=== GIVEN EXERCISE ===
Identify each line in the listing below that contains the word "chair", treating uppercase and lowercase as distinct, and copy every such line in full.

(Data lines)
────────────────────

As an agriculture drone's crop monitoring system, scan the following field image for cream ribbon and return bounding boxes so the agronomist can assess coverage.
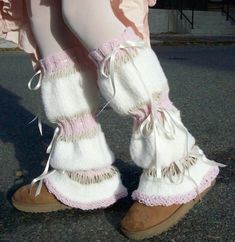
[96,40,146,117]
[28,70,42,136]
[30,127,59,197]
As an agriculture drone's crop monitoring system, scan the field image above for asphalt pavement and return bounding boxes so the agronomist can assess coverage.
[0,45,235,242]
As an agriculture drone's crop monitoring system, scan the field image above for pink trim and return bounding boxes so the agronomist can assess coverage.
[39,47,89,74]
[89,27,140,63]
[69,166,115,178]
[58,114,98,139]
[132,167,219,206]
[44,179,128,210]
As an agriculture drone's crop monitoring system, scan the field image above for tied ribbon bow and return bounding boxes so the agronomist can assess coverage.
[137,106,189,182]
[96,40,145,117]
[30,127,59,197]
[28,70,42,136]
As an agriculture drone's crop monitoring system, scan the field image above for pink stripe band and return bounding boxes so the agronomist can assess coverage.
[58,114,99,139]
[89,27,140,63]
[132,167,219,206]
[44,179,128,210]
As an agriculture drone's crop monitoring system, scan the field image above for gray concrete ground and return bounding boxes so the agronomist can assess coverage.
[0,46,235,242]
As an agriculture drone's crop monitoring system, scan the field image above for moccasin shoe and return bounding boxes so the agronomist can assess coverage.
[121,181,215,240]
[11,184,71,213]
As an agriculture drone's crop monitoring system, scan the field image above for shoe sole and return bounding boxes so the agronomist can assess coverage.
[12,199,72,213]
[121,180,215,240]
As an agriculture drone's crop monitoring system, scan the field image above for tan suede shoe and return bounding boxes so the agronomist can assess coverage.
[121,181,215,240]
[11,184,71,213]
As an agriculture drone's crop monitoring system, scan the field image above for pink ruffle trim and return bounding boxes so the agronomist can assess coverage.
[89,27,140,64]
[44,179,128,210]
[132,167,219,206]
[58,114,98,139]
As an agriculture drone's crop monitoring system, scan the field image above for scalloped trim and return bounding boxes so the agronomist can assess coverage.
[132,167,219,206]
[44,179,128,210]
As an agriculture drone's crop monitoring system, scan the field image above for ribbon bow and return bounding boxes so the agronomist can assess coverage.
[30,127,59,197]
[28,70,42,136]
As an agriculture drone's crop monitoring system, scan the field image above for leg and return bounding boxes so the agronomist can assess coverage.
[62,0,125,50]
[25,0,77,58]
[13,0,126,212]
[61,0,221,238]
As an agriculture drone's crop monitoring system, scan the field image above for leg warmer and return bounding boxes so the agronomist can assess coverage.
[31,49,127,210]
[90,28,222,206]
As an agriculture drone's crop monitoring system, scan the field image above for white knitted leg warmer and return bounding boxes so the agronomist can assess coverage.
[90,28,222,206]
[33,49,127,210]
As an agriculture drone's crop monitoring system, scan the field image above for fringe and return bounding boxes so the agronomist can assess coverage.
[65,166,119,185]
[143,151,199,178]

────────────────────

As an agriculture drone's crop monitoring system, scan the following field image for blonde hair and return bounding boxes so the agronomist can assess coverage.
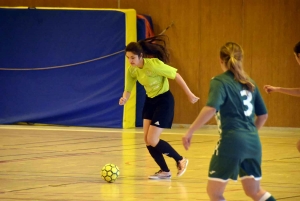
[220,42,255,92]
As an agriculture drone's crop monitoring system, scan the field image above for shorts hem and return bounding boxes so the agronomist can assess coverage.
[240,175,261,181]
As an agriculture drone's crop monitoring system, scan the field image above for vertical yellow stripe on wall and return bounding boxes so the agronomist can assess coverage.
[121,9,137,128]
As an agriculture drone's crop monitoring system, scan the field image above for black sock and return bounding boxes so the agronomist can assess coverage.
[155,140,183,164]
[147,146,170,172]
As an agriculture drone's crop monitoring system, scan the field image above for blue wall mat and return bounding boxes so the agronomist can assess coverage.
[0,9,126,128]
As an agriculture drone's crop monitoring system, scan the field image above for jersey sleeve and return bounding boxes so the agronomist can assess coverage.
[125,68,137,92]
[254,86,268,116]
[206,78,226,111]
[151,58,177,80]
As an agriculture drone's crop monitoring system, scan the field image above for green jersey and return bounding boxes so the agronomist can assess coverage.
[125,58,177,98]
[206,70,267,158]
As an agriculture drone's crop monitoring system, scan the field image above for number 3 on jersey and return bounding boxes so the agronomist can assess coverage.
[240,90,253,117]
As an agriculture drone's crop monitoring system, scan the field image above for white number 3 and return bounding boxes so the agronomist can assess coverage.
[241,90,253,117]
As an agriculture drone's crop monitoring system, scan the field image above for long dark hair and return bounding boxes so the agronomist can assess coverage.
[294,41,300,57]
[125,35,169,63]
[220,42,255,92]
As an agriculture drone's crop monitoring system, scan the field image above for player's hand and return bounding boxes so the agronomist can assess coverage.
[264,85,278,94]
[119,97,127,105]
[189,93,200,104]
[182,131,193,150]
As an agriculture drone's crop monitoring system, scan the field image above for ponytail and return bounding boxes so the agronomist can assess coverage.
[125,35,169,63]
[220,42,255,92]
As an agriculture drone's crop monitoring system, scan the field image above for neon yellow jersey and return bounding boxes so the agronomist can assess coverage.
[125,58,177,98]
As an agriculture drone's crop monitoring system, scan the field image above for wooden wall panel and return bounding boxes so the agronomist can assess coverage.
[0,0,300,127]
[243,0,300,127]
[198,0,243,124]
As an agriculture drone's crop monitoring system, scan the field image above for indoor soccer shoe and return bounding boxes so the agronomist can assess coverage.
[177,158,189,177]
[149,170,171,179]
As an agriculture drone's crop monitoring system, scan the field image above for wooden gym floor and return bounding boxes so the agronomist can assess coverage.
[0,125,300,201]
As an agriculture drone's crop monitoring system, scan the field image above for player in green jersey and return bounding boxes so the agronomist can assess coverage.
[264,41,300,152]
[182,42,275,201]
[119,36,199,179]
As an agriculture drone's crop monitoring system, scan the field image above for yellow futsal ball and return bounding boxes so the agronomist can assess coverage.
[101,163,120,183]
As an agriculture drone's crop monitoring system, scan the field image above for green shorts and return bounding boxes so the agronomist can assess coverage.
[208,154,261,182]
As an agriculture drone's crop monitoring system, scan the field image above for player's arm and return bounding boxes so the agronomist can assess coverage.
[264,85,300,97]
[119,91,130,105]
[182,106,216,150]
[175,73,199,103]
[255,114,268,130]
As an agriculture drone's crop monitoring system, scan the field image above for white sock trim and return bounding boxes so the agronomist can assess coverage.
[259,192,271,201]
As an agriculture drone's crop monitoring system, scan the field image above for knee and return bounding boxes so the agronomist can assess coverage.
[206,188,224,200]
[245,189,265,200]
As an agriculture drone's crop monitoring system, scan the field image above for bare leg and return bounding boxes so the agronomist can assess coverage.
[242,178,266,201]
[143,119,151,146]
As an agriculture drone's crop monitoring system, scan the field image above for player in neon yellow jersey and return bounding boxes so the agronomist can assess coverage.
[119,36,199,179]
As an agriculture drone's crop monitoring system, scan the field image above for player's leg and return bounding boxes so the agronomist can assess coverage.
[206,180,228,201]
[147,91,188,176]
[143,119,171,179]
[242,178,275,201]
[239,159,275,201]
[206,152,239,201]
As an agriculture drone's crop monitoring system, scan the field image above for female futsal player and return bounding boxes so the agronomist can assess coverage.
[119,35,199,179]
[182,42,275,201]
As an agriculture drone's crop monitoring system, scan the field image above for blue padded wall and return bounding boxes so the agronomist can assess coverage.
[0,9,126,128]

────────────────────

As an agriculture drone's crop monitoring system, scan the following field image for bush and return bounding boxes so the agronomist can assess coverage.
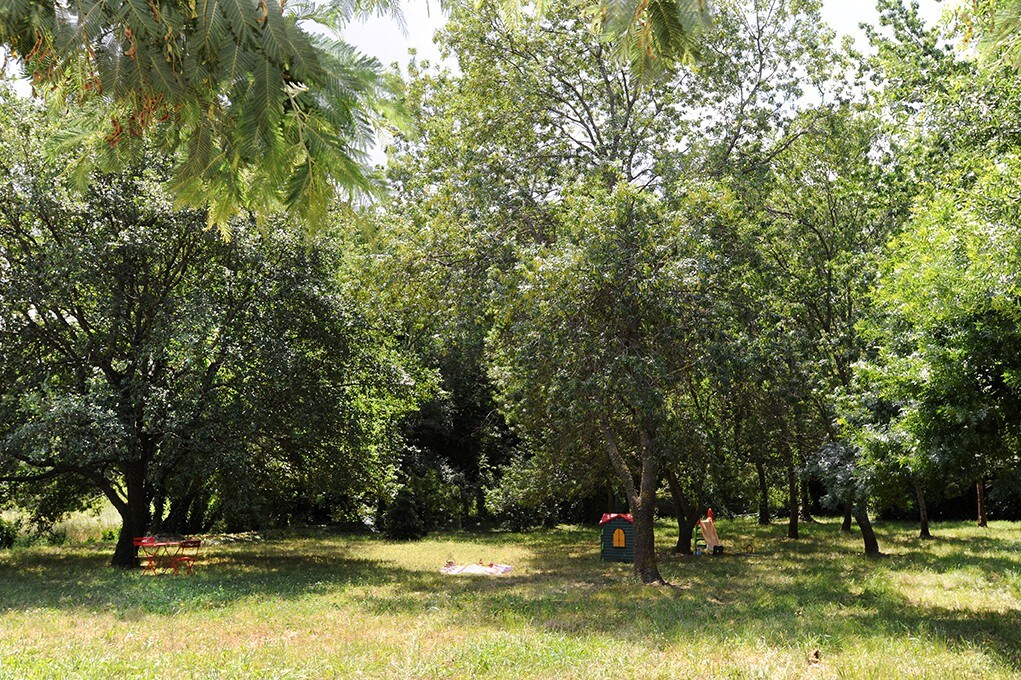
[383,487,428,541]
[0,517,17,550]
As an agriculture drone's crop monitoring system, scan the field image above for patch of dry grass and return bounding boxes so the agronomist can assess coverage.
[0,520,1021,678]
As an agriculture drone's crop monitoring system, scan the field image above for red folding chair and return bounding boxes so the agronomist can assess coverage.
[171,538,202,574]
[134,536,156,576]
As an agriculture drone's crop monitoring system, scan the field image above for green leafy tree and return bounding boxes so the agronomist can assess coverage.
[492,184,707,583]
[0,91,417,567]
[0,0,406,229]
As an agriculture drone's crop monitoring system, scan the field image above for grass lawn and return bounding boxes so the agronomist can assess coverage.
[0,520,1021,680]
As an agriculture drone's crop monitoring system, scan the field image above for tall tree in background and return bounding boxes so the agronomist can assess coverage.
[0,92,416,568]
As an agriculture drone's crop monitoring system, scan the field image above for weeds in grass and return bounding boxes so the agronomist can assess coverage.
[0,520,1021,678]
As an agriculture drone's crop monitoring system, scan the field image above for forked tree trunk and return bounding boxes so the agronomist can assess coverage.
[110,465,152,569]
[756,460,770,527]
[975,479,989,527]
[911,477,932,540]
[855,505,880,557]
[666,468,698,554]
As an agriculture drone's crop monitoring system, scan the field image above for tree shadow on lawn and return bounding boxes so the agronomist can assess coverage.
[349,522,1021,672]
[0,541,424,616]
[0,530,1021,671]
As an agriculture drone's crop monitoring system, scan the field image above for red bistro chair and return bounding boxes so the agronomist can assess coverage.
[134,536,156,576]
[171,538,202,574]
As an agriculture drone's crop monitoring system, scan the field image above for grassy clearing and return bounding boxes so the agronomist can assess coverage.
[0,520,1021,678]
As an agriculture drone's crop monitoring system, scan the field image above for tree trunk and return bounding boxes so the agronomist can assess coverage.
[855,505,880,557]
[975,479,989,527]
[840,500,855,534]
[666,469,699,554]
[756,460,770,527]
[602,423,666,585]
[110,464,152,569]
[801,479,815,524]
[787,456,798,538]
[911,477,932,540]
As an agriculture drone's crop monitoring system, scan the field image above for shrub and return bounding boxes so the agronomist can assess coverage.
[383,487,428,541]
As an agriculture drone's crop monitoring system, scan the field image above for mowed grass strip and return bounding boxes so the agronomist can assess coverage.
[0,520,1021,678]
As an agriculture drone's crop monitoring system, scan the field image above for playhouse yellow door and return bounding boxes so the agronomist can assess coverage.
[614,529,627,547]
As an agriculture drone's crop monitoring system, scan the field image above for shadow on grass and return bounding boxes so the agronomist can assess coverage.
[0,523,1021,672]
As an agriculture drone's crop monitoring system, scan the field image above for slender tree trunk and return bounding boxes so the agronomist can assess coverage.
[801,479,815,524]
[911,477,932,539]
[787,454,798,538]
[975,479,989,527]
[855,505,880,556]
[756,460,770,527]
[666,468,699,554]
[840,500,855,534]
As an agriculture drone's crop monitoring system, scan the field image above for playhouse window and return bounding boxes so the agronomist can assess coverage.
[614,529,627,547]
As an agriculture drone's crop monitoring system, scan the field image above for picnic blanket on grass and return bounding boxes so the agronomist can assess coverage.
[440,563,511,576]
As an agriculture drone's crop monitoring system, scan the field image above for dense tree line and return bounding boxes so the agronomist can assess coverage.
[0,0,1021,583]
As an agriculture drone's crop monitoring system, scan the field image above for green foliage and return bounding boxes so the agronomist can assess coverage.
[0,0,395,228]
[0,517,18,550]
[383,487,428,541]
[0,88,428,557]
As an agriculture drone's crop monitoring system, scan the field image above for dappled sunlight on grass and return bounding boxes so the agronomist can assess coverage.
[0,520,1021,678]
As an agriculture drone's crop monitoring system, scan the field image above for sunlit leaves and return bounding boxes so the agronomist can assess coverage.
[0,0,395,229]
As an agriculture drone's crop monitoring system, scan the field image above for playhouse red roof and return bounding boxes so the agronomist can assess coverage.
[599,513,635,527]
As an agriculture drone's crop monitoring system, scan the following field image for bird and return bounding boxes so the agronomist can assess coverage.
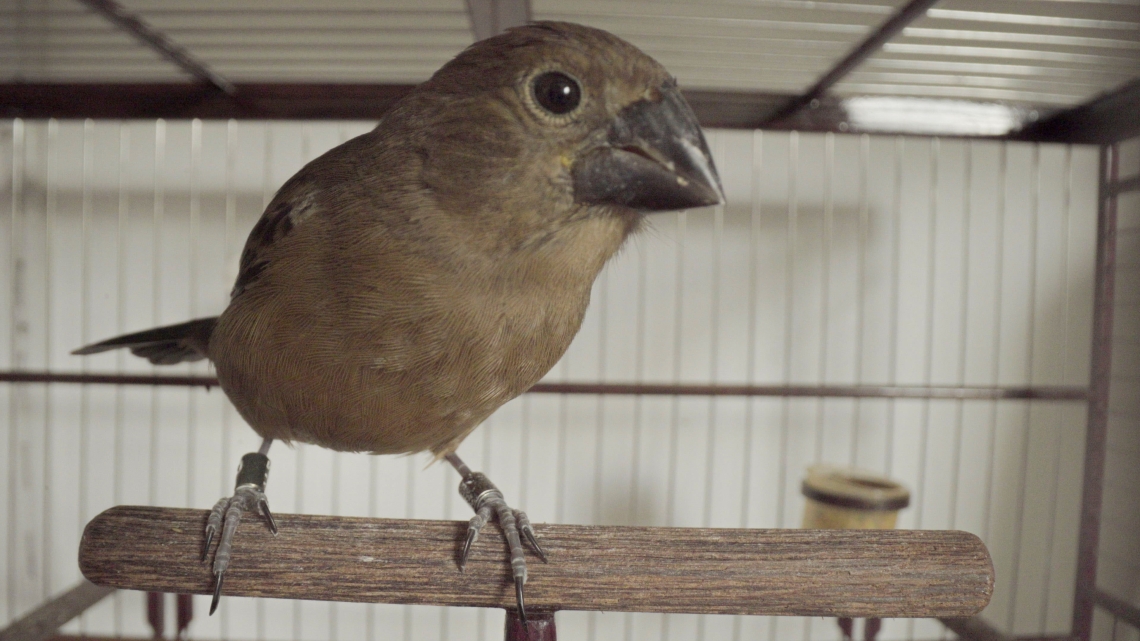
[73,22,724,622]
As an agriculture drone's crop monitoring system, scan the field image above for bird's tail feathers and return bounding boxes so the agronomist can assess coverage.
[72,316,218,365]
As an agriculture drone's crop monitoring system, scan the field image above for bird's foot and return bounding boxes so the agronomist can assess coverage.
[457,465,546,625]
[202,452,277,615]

────────────────────

=== SOLUTION TO THE EXERCISE ===
As an agriculture drone's crop monitoring system, scan the field image above for red folding chair and return bounding boxes so the agronomist can assess coverage.
As an agriculture drone's crop monitoring system, scan the field image above for red bistro chair and return bounding boxes so the agronomist can assess coverage.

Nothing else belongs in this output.